== WHAT YOU WILL DO ==
Which of the lines below contain the string "phrase"? Copy every one of them.

(Region annotation entries)
Start

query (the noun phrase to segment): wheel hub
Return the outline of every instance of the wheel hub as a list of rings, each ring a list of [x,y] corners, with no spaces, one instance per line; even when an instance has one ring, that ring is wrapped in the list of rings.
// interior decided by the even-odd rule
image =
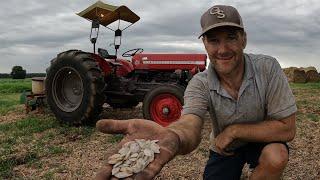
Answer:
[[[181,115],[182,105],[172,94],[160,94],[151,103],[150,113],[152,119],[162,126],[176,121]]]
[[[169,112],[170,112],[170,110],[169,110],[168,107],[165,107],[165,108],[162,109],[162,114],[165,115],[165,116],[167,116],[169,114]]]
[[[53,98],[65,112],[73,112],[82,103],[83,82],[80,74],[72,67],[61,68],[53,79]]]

End
Start

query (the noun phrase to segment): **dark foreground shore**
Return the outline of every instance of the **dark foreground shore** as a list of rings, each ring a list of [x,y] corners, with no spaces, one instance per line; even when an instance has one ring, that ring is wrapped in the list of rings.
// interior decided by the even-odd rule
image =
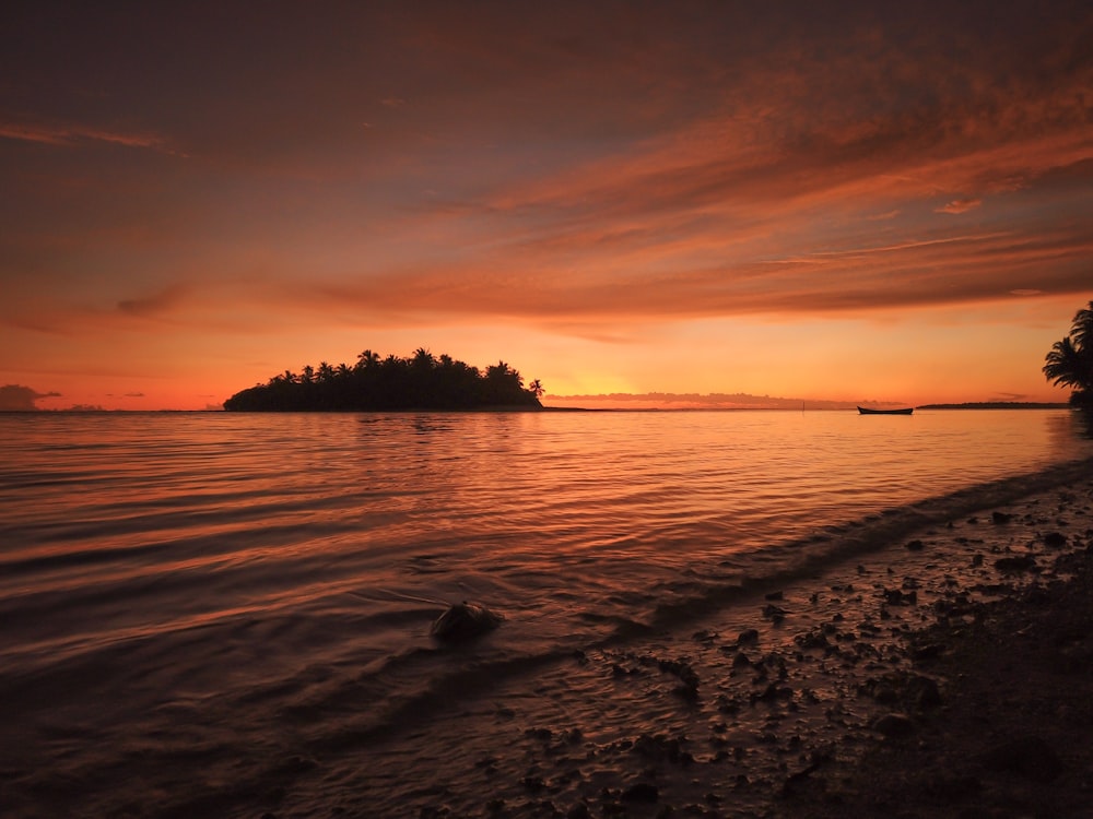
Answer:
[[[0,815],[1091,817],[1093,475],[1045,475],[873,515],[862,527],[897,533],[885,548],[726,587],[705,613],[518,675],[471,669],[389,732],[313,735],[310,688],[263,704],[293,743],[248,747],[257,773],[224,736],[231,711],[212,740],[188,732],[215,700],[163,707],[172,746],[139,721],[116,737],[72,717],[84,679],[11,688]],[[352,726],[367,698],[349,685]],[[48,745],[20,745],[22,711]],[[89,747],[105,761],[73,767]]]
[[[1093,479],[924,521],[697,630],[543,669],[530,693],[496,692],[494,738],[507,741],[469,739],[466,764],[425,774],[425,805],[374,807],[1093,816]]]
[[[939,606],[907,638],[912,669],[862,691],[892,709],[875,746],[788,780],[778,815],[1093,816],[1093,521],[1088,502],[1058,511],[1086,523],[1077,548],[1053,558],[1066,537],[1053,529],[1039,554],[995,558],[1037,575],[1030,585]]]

End

== SOLUTION TO THIS PROBLEM ==
query (the noun phrase to segment): wheel hub
query (the noun phrase to segment): **dark foreground shore**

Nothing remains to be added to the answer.